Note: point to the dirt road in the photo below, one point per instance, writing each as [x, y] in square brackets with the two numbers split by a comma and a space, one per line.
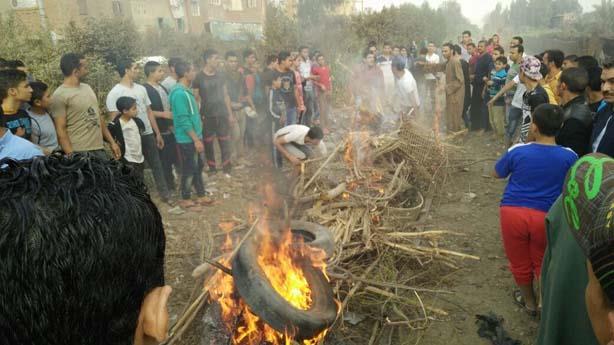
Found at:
[468, 204]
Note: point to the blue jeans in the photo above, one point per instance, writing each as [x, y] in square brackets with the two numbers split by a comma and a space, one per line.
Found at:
[513, 121]
[291, 116]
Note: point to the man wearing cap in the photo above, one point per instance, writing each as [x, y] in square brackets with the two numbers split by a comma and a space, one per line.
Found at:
[534, 95]
[588, 203]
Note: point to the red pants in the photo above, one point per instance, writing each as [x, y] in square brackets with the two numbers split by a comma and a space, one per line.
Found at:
[524, 239]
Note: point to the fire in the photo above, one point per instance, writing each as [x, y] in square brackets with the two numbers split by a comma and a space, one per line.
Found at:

→ To be done
Each line from the one containing "Note: point to the man" to the final line of the entries above must be returned exactly, and no other line may appear.

→ Solution for this problem
Note: point to the man wearing cap in the photo above, one point per instance, writing each as [x, y] in square brackets with the two numbers split by a comma and a space, one per line.
Found at:
[534, 95]
[588, 203]
Note: point to the red pants in the photo above, one point per instance, writing each as [x, y] in square brackets with the two numbers split by a comma and a space, one per line.
Found at:
[524, 239]
Note: point to the fire in the photo above, one point per instance, writing each as [x, y] in square brackets with the two numbers split by a comma and a space, one per line.
Found at:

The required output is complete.